» **GOAL**
Lay out each line of the material below as a Markdown table with two columns, Row and Line. Number the rows in order and omit blank lines.
-- INFORMATION GIVEN start --
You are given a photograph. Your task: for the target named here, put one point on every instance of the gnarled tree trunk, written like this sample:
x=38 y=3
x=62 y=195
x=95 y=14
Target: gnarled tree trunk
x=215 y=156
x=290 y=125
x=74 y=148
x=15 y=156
-- INFORMATION GIVEN end --
» **EXERCISE RESULT**
| Row | Line |
|---|---|
| 1 | You are given a photograph. Your task: for the target named here, put one point on every instance of the gnarled tree trunk, written like this sample: |
| 2 | x=38 y=3 |
| 3 | x=62 y=195 |
| 4 | x=95 y=14 |
| 5 | Target: gnarled tree trunk |
| 6 | x=215 y=156 |
| 7 | x=290 y=125 |
| 8 | x=74 y=148 |
| 9 | x=15 y=156 |